▼
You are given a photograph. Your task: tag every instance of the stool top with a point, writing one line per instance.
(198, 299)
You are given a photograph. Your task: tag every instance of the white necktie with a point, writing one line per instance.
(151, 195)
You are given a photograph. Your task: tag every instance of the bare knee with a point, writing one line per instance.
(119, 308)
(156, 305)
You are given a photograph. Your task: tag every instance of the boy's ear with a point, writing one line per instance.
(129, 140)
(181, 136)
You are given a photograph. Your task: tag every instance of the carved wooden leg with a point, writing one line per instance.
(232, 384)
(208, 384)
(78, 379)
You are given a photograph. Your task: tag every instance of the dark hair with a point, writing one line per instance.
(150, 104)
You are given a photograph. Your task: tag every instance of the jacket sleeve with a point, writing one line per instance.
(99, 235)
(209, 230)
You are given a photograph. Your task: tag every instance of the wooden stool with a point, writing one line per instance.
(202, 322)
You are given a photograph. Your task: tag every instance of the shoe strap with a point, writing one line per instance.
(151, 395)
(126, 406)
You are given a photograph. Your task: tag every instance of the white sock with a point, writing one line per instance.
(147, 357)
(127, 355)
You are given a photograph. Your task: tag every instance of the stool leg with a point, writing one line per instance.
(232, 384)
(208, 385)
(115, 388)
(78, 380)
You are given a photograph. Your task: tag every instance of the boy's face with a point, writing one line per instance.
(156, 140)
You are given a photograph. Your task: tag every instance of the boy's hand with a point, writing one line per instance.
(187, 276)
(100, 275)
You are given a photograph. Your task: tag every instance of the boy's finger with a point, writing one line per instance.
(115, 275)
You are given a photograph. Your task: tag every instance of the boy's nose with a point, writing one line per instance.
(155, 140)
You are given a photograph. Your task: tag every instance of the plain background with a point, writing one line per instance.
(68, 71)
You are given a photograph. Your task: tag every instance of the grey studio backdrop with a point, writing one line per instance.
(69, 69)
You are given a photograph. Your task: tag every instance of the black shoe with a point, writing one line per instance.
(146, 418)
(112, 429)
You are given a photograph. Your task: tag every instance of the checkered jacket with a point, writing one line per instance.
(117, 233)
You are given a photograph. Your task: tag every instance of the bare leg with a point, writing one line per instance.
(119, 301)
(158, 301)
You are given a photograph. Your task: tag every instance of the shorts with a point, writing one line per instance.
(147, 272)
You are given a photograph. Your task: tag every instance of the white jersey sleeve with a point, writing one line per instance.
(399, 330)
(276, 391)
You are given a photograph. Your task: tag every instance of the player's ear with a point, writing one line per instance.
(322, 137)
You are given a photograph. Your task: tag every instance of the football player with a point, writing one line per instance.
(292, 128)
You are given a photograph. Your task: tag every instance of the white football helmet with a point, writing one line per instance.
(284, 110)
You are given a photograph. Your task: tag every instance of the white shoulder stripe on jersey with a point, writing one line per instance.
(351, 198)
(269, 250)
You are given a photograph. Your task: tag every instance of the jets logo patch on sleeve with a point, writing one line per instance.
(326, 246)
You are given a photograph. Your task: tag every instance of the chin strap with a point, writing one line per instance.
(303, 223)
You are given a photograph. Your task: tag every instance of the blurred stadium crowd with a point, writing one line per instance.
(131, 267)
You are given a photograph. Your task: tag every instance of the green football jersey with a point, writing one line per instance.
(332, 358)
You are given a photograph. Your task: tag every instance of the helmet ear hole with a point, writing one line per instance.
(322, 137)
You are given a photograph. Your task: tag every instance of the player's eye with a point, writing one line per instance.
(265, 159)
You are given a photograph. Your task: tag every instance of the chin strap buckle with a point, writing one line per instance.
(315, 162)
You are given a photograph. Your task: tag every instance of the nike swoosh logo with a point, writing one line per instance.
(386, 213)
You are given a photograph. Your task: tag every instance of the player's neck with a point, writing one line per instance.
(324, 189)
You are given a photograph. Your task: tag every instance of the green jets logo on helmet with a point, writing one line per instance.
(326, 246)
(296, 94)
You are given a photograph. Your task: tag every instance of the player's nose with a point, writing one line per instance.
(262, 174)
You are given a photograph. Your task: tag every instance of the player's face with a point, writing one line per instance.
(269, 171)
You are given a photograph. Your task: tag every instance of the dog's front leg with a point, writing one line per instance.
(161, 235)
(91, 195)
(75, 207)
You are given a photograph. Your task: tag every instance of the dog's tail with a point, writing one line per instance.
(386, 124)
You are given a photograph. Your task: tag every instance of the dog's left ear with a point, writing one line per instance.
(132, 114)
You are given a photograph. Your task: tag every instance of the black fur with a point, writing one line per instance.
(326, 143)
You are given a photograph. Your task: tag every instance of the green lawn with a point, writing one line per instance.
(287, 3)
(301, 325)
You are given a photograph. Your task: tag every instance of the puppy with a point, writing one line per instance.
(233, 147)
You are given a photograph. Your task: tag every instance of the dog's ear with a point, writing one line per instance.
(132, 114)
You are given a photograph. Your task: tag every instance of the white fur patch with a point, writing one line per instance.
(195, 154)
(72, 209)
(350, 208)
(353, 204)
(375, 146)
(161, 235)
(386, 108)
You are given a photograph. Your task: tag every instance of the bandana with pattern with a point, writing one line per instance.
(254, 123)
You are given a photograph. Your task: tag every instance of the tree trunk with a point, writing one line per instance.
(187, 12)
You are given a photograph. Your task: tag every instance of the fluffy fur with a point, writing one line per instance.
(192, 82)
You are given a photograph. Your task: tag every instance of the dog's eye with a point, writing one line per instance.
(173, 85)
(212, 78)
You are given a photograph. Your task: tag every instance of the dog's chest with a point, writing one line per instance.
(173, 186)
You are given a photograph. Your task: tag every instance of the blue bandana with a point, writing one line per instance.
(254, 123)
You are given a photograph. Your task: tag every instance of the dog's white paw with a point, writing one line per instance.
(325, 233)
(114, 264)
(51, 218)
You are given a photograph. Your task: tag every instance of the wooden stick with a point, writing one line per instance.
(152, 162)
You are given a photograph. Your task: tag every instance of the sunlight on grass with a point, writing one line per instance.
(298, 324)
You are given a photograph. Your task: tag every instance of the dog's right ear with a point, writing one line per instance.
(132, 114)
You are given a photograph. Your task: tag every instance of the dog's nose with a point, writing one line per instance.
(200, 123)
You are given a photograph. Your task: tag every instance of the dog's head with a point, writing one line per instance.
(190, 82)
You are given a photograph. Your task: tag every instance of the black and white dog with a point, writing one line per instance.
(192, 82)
▲
**Your goal**
Begin with the line containing "the dog's right" and repeat each line exactly until the records above end.

**Solution below**
You are given a photograph. Your task: tag every instance of the dog's right ear with a point, writing one line per instance.
(132, 114)
You are given a photograph. Your task: tag every instance of the dog's nose with a point, writing one line per instance.
(200, 123)
You are given a photograph. Your task: tag every instance of the dog's head with a point, writing one line per instance.
(190, 82)
You are given a photograph. Your task: tag every instance of the black and white dog with a point, writing one line per instance.
(192, 82)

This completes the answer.